TASK TO COMPLETE
Substitute "coarse mask" for every occurrence of "rough mask" in the lines below and rewrite them with no other changes. Omit the pictures from your answer.

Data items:
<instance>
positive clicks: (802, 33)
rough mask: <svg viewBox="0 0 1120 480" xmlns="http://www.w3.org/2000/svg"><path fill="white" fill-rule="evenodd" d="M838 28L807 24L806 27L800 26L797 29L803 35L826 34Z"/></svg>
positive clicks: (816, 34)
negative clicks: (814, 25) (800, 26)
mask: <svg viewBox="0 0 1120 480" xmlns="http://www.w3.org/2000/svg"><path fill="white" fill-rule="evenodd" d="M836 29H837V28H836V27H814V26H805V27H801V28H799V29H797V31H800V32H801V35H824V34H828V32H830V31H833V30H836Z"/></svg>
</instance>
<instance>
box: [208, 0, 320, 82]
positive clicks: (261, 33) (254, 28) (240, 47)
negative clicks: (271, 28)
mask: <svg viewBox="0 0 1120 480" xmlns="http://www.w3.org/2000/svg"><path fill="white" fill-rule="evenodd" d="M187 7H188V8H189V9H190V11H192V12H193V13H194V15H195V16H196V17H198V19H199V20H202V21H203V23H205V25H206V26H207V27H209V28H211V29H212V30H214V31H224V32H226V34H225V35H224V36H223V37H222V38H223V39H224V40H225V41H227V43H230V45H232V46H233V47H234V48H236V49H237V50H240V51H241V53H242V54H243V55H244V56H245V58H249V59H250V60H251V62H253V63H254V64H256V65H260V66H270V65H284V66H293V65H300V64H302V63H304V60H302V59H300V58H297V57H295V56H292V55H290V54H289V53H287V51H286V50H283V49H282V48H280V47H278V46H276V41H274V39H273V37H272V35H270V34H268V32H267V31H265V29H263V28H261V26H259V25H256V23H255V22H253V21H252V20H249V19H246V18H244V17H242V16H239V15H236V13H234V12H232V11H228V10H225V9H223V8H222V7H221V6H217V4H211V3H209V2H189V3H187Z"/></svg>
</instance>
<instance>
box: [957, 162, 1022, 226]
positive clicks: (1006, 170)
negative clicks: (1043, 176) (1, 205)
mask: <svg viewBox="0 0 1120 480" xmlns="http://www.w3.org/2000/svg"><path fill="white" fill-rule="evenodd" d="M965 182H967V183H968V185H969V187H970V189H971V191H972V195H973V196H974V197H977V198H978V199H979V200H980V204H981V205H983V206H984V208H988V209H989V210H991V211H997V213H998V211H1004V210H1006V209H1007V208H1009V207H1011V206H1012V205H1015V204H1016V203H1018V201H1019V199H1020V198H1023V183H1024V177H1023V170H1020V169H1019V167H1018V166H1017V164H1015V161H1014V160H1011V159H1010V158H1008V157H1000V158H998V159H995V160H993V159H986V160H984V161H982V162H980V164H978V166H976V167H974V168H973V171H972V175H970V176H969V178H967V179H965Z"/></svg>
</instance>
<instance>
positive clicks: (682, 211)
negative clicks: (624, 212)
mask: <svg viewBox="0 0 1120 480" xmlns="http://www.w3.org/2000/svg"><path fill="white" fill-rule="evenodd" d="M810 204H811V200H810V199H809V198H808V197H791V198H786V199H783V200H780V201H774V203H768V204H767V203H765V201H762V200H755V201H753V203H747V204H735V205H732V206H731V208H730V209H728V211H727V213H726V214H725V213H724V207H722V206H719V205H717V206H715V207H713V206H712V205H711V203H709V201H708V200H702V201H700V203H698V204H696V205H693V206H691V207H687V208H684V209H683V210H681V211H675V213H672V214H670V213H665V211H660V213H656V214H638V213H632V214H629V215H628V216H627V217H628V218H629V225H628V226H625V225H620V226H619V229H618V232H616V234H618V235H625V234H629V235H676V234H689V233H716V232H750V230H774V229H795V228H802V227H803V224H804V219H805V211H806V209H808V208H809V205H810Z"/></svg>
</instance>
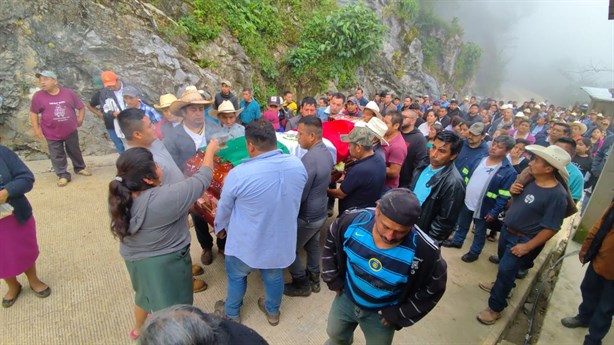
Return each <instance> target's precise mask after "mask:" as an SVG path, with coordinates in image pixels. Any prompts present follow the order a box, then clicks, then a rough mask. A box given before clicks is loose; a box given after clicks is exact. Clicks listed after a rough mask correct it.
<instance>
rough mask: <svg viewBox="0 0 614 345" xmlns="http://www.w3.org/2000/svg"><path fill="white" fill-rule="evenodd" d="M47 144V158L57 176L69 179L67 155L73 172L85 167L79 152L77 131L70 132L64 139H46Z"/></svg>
mask: <svg viewBox="0 0 614 345" xmlns="http://www.w3.org/2000/svg"><path fill="white" fill-rule="evenodd" d="M47 146H49V158H51V165H52V166H53V170H54V171H55V174H56V175H58V177H60V178H62V177H63V178H66V179H67V180H69V181H70V173H69V172H68V169H67V166H68V161H67V160H66V156H67V155H68V157H70V160H71V162H72V166H73V168H74V169H75V172H79V171H81V170H83V169H85V162H84V161H83V155H82V154H81V149H80V148H79V131H74V132H72V133H71V134H70V135H69V136H68V137H66V139H64V140H49V139H47Z"/></svg>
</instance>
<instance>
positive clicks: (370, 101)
mask: <svg viewBox="0 0 614 345" xmlns="http://www.w3.org/2000/svg"><path fill="white" fill-rule="evenodd" d="M364 109H369V110H371V111H372V112H374V113H375V116H376V117H378V118H380V119H381V118H382V114H380V112H379V107H378V106H377V103H375V102H374V101H369V102H368V103H367V105H365V108H364ZM364 109H363V111H364Z"/></svg>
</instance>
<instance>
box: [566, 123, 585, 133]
mask: <svg viewBox="0 0 614 345" xmlns="http://www.w3.org/2000/svg"><path fill="white" fill-rule="evenodd" d="M569 127H580V135H583V134H584V133H586V131H587V130H588V128H587V127H586V125H585V124H583V123H582V122H580V121H574V122H569Z"/></svg>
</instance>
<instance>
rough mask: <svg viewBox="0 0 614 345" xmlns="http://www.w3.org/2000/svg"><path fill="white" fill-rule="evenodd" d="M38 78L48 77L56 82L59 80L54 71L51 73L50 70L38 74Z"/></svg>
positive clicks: (46, 70) (44, 70) (47, 77)
mask: <svg viewBox="0 0 614 345" xmlns="http://www.w3.org/2000/svg"><path fill="white" fill-rule="evenodd" d="M36 77H37V78H40V77H47V78H52V79H55V80H58V75H57V74H55V72H54V71H50V70H44V71H41V72H38V73H36Z"/></svg>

SOLUTION TO THIS EXERCISE
<instance>
positive clicks: (802, 33)
coarse mask: <svg viewBox="0 0 1120 480" xmlns="http://www.w3.org/2000/svg"><path fill="white" fill-rule="evenodd" d="M838 28L807 24L806 27L800 26L797 29L803 35L826 34Z"/></svg>
positive clicks: (816, 34)
negative clicks: (814, 25) (800, 26)
mask: <svg viewBox="0 0 1120 480" xmlns="http://www.w3.org/2000/svg"><path fill="white" fill-rule="evenodd" d="M836 29H837V28H836V27H814V26H805V27H801V28H799V29H797V31H800V32H801V35H824V34H828V32H830V31H833V30H836Z"/></svg>
</instance>
<instance>
box: [208, 0, 320, 82]
positive clicks: (261, 33) (254, 28) (240, 47)
negative clicks: (271, 28)
mask: <svg viewBox="0 0 1120 480" xmlns="http://www.w3.org/2000/svg"><path fill="white" fill-rule="evenodd" d="M187 7H188V8H189V9H190V11H192V12H193V13H194V15H195V16H196V17H198V19H199V20H202V21H203V23H205V25H206V26H207V27H209V28H211V29H212V30H214V31H224V32H226V34H225V35H224V36H223V37H222V38H223V39H224V40H225V41H227V43H230V45H232V46H233V47H234V48H236V49H237V50H240V51H241V53H242V54H243V55H244V56H245V58H249V59H250V60H251V62H253V63H254V64H256V65H260V66H270V65H284V66H293V65H300V64H302V63H304V60H302V59H300V58H297V57H295V56H292V55H290V54H289V53H287V51H286V50H283V49H282V48H280V47H278V46H276V41H274V39H273V37H272V35H270V34H268V32H267V31H265V29H263V28H261V26H259V25H256V23H255V22H253V21H252V20H249V19H246V18H244V17H242V16H239V15H236V13H234V12H232V11H228V10H225V9H223V8H222V7H221V6H217V4H211V3H209V2H189V3H187Z"/></svg>
</instance>
<instance>
box: [957, 162, 1022, 226]
positive clicks: (1006, 170)
negative clicks: (1043, 176) (1, 205)
mask: <svg viewBox="0 0 1120 480" xmlns="http://www.w3.org/2000/svg"><path fill="white" fill-rule="evenodd" d="M965 182H967V183H968V185H969V187H970V189H971V191H972V195H973V196H974V197H977V198H978V199H979V200H980V204H981V205H983V206H984V208H988V209H989V210H991V211H997V213H998V211H1004V210H1006V209H1007V208H1009V207H1011V206H1012V205H1015V204H1016V203H1018V201H1019V199H1020V198H1023V183H1024V177H1023V170H1020V169H1019V167H1018V166H1017V164H1015V161H1014V160H1011V159H1010V158H1008V157H1000V158H998V159H995V160H993V159H986V160H984V161H982V162H980V164H978V166H976V167H974V168H973V171H972V175H970V176H969V178H967V179H965Z"/></svg>
</instance>
<instance>
positive clicks: (682, 211)
negative clicks: (624, 212)
mask: <svg viewBox="0 0 1120 480" xmlns="http://www.w3.org/2000/svg"><path fill="white" fill-rule="evenodd" d="M810 204H811V200H810V199H809V198H808V197H791V198H786V199H783V200H780V201H774V203H768V204H767V203H765V201H762V200H755V201H753V203H747V204H735V205H732V206H731V208H730V209H728V211H727V213H726V214H725V213H724V207H722V206H719V205H717V206H715V207H713V206H712V205H711V203H709V201H708V200H702V201H700V203H698V204H696V205H693V206H691V207H687V208H684V209H683V210H681V211H675V213H672V214H670V213H665V211H660V213H656V214H638V213H632V214H629V215H628V216H627V217H628V218H629V225H628V226H625V225H620V226H619V229H618V232H616V234H618V235H625V234H629V235H676V234H689V233H716V232H750V230H774V229H795V228H802V227H803V224H804V219H805V211H806V209H808V208H809V205H810Z"/></svg>
</instance>
Return each <instance> target's precise mask after "mask:" as an SVG path, with coordinates in image pixels. Any prompts present follow the order a box, then clicks, then a coarse mask. A box given before clicks is loose; a box given after clicks is exact. Clicks listed after a coarse mask correct it.
<instance>
coarse mask: <svg viewBox="0 0 614 345" xmlns="http://www.w3.org/2000/svg"><path fill="white" fill-rule="evenodd" d="M47 144V158L57 176L69 179L67 155L73 172L85 167L79 152L77 131L70 132L64 139H46Z"/></svg>
mask: <svg viewBox="0 0 614 345" xmlns="http://www.w3.org/2000/svg"><path fill="white" fill-rule="evenodd" d="M47 146H49V158H51V165H52V166H53V170H54V171H55V174H56V175H58V177H60V178H62V177H63V178H66V179H67V180H69V181H70V173H69V172H68V169H67V166H68V161H67V160H66V156H67V155H68V157H70V160H71V162H72V166H73V168H74V169H75V172H79V171H81V170H83V169H85V162H84V161H83V155H82V154H81V149H80V148H79V131H74V132H72V133H71V134H70V135H69V136H68V137H66V139H64V140H49V139H47Z"/></svg>
</instance>
<instance>
positive clicks: (370, 101)
mask: <svg viewBox="0 0 614 345" xmlns="http://www.w3.org/2000/svg"><path fill="white" fill-rule="evenodd" d="M364 109H369V110H371V111H372V112H374V113H375V116H376V117H378V118H380V119H381V118H382V114H380V112H379V107H378V106H377V103H375V102H374V101H369V102H368V103H367V105H365V108H364ZM364 109H363V111H364Z"/></svg>
</instance>
<instance>
box: [566, 123, 585, 133]
mask: <svg viewBox="0 0 614 345" xmlns="http://www.w3.org/2000/svg"><path fill="white" fill-rule="evenodd" d="M569 127H580V135H583V134H584V133H586V131H587V130H588V128H587V127H586V125H585V124H583V123H582V122H580V121H574V122H569Z"/></svg>
</instance>
<instance>
coarse mask: <svg viewBox="0 0 614 345" xmlns="http://www.w3.org/2000/svg"><path fill="white" fill-rule="evenodd" d="M38 78L48 77L56 82L59 80L54 71L51 73L50 70L38 74Z"/></svg>
positive clicks: (46, 70) (44, 70) (47, 77)
mask: <svg viewBox="0 0 614 345" xmlns="http://www.w3.org/2000/svg"><path fill="white" fill-rule="evenodd" d="M36 77H37V78H40V77H47V78H52V79H55V80H58V75H57V74H55V72H54V71H50V70H44V71H41V72H38V73H36Z"/></svg>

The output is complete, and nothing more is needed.